··· PASSAGE ···

5

How can I further improve the performance of the code below while still maintaining the public interface:

public interface IMapper<in TSource, in TDestination>
{
    void Map(TSource source, TDestination destination);
}

public static TDestination Map<TSource, TDestination>(
    this IMapper<TSource, TDestination> translator,
    TSource source)
    where TDestination : new()
{
    var destination = new TDestination();
    translator.Map(source, destination);
    return destination;
}

public static List<TDestination> MapList<TSource, TDestination>(
    this IMapper<TSource, TDestination> translator,
    List<TSource> source)
    where TDestination : new()
{
    var destinationCollection = new List<TDestination>(source.Count);
    foreach (var sourceItem in source)

··· ITEMS ···

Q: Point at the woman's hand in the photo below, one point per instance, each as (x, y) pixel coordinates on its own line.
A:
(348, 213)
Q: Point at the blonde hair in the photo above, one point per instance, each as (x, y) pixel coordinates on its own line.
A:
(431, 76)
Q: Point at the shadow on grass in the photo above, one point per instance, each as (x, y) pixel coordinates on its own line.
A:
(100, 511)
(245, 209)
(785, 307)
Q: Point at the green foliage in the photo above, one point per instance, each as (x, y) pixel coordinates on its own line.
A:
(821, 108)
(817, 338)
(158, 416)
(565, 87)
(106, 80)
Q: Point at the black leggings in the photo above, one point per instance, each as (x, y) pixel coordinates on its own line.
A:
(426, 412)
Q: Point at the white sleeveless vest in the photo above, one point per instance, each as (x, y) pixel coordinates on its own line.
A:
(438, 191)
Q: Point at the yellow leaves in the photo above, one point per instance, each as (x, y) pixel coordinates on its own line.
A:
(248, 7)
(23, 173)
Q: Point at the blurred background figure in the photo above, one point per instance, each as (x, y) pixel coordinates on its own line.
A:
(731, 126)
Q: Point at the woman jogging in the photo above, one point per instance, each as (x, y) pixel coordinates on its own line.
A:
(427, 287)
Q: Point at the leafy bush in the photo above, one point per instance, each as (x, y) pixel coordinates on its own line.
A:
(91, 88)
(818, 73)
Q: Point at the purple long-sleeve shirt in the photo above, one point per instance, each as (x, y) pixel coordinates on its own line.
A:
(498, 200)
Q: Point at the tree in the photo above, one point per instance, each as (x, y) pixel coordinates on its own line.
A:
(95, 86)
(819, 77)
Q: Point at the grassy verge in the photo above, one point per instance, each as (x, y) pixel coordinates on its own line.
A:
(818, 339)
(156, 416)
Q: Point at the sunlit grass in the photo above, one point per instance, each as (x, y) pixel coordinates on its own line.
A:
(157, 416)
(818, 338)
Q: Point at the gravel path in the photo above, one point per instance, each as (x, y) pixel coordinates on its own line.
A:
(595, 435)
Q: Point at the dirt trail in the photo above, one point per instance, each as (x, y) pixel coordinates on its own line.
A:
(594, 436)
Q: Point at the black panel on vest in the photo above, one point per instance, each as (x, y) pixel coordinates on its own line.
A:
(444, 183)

···

**THINGS TO DO**
1) Retype the part of the mapper post that opens with the words containing "public static List<TDestination>" and closes with "sourceItem in source)".
2) In the mapper post, what initial capacity does MapList give the new destination list?

**RESPONSES IN ORDER**
1)
public static List<TDestination> MapList<TSource, TDestination>(
    this IMapper<TSource, TDestination> translator,
    List<TSource> source)
    where TDestination : new()
{
    var destinationCollection = new List<TDestination>(source.Count);
    foreach (var sourceItem in source)

2) source.Count